**EXCERPTED TEXT:**
** Begin **

BitLocker Drive Encryption
|Operating system||Windows Vista, Windows Server 2008, Windows 7, Windows 8|
|Type||Disk encryption software|
|License||Included with Windows Server 2008 and selected editions of Windows Vista, Windows 7, and Windows 8|
|Website||BitLocker Drive Encryption|
BitLocker Drive Encryption is a full disk encryption feature included with the Ultimate and Enterprise editions of Microsoft's Windows Vista, Windows 7, and with Pro and Enterprise editions of Windows 8 desktop operating systems, as well as the server platforms, Windows Server 2008, Windows Server 2008 R2 and Windows Server 2012. It is designed to protect data by providing encryption for entire volumes. By default it uses the AES encryption algorithm in CBC mode with a 128 bit key, combined with the Elephant diffuser for additional disk encryption-specific security not provided by AES. Also, if configured, BitLocker is able to encrypt using a 256 bit key.
BitLocker is available in the Enterprise and Ultimate editions of Windows Vista and Windows 7. It also available in Pro and Enterprise editions of Windows 8. Users of other versions of Windows that do not include BitLocker can use a third-party encryption program to satisfy the need for full drive encryption (see comparison of disk encryption software). In the RTM release of Windows Vista, only the operating system volume could be encrypted using the GUI and encrypting other volumes required using WMI-based scripts included in Windows Vista in the %Windir%\System32 folder. An example of how to use the WMI interface is in the script manage-bde.wsf, that can be used to set up and manage BitLocker from the command line. With Windows Vista Service Pack 1 and Windows Server 2008, volumes other than the operating system volume can be BitLocker-protected using the graphical Control Panel applet as well.
The latest version of BitLocker, included in Windows 7, Windows 8, Windows Server 2008 R2 and Windows Server 2012, adds the ability to encrypt removable drives. These can be read, but not written, by Windows XP using Microsoft BitLocker To Go Reader program if using the exFAT, FAT32 or FAT16 filesystems.
There are three authentication mechanisms that can be used as building blocks to implement BitLocker encryption:
- Transparent operation mode: This mode utilizes the capabilities of Trusted Platform Module (TPM) 1.2 hardware to provide for a transparent user experience—the user powers up and logs onto Windows as normal. The key used for the disk encryption is sealed (encrypted) by the TPM chip and will only be released to the OS loader code if the early boot files appear to be unmodified. The pre-OS components of BitLocker achieve this by implementing a Static Root of Trust Measurement—a methodology specified by the Trusted Computing Group. This mode is vulnerable to a cold boot attack, as it allows a powered-down machine to be booted by an attacker.
- User authentication mode: This mode requires that the user provide some authentication to the pre-boot environment in the form of a pre-boot PIN. This mode is vulnerable to a bootkit attack.
- USB Key Mode: The user must insert a USB device that contains a startup key into the computer to be able to boot the protected OS. Note that this mode requires that the BIOS on the protected machine supports the reading of USB devices in the pre-OS environment. This mode is also vulnerable to a bootkit attack.
- Recovery password: A numerical key protector for recovery purposes
- Recovery key: An external key for recovery purposes
- Certificate: Adds a certificate-based public key protector for recovery purposes
- Password: Adds a password key protector for a data volume
Like its official name, BitLocker Drive Encryption is a logical volume encryption system. A volume may or may not be an entire drive, and cannot span one or more physical drives. Also, when disabled, TPM and BitLocker cannot ensure the integrity of the trusted boot path (e.g. BIOS, boot sector, etc.), in order to prevent most offline physical attacks, boot sector malware, etc.

** End **

**DATASET EXTRACT:**
** Begin **

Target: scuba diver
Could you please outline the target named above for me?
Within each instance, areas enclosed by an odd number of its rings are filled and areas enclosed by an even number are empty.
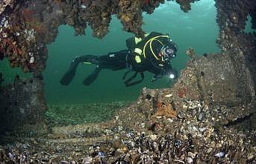
[[[107,55],[84,55],[75,57],[60,82],[61,85],[68,85],[81,62],[96,65],[94,71],[84,80],[84,85],[90,85],[102,69],[128,69],[122,77],[126,87],[143,82],[143,72],[146,70],[154,74],[152,82],[163,76],[169,76],[170,80],[177,78],[177,71],[172,69],[170,64],[171,59],[176,56],[177,46],[168,35],[152,32],[145,34],[143,39],[131,37],[126,40],[126,46],[128,50],[108,53]],[[134,74],[126,78],[131,72],[134,72]],[[138,74],[140,75],[140,79],[134,80]]]

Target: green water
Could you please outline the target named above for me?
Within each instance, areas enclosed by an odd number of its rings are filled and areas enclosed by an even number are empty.
[[[192,10],[186,13],[181,10],[178,4],[167,1],[156,9],[153,14],[143,13],[143,29],[145,31],[168,33],[178,45],[178,56],[172,63],[178,70],[186,65],[188,57],[185,51],[188,47],[193,47],[199,54],[219,52],[216,44],[218,27],[214,4],[213,0],[202,0],[193,4]],[[49,104],[133,101],[144,87],[169,87],[167,78],[151,82],[154,75],[147,73],[142,83],[125,88],[122,80],[125,70],[102,70],[91,85],[84,86],[82,81],[95,68],[94,65],[88,65],[78,66],[76,76],[69,85],[60,85],[59,81],[74,56],[85,54],[104,55],[108,52],[126,49],[125,39],[133,36],[133,34],[122,28],[116,16],[111,20],[110,32],[102,39],[93,37],[90,27],[86,29],[86,36],[75,36],[71,27],[60,26],[55,42],[48,45],[49,59],[44,71],[45,95]],[[7,72],[7,75],[11,74],[10,71]]]

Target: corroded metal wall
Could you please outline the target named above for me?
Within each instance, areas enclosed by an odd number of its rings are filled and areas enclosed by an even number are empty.
[[[181,10],[187,12],[190,10],[190,4],[196,1],[175,1],[180,4]],[[46,45],[54,42],[60,24],[72,26],[75,35],[84,34],[85,28],[90,25],[93,30],[93,35],[102,38],[108,32],[111,15],[116,14],[125,30],[140,36],[144,33],[141,28],[142,13],[152,13],[160,3],[164,3],[164,1],[1,1],[0,59],[6,57],[11,66],[20,67],[25,72],[33,72],[34,76],[40,77],[40,72],[46,68]],[[202,79],[205,80],[203,85],[199,86],[203,92],[201,91],[199,96],[207,96],[210,91],[217,93],[218,89],[221,91],[225,87],[231,87],[228,91],[231,96],[228,94],[216,96],[215,94],[215,99],[219,99],[219,102],[231,102],[229,103],[251,102],[255,99],[255,34],[243,32],[249,15],[252,19],[252,27],[255,27],[255,1],[216,0],[216,22],[219,27],[217,42],[222,49],[221,55],[228,61],[222,65],[219,62],[222,59],[219,57],[209,57],[211,59],[205,61],[200,59],[198,60],[198,69],[202,70],[202,74],[206,71],[212,75],[219,75],[220,79],[224,75],[231,77],[228,82],[231,85],[218,85],[219,83],[216,83],[216,85],[211,85],[212,79],[207,78],[212,76],[207,76],[206,73],[205,79]],[[224,67],[222,68],[226,71],[224,75],[221,73],[223,69],[216,65],[215,60],[216,63]],[[209,72],[209,68],[211,68],[211,72]],[[204,91],[203,88],[208,90]]]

** End **

**WRITTEN TASKS:**
1 > Check each statement against the BitLocker article and answer yes or no, quoting the deciding words: (a) By default, BitLocker encrypts with a 128-bit key. (b) Windows XP can write to BitLocker-encrypted removable drives with the BitLocker To Go Reader program. (c) USB Key Mode needs a BIOS that can read USB devices in the pre-OS environment.
2 > Carry on the BitLocker article from the point where it stops.

**RESPONSES:**
1 >
(a) Yes: "By default it uses the AES encryption algorithm in CBC mode with a 128 bit key"
(b) No: "These can be read, but not written, by Windows XP using Microsoft BitLocker To Go Reader program"
(c) Yes: "this mode requires that the BIOS on the protected machine supports the reading of USB devices in the pre-OS environment"

2 >
In order for BitLocker to operate, the hard disk requires at least two NTFS-formatted volumes: one for the operating system (usually C:) and another with a minimum size of 100 MB from which the operating system boots. BitLocker requires the boot volume to remain unencrypted—on Windows Vista this volume must be assigned a drive letter, while on Windows 7 that is not required. Unlike previous versions of Windows, Vista's "diskpart" command-line tool includes the ability to shrink the size of an NTFS volume so that the system volume for BitLocker may be created from already-allocated space. A tool called the "BitLocker Drive Preparation Tool" is also available from Microsoft that allows an existing volume on Windows Vista to be shrunk to make room for a new boot volume, and for the necessary bootstrapping files to be transferred to it; Windows 7 creates the secondary boot volume by default, even if BitLocker is not used initially.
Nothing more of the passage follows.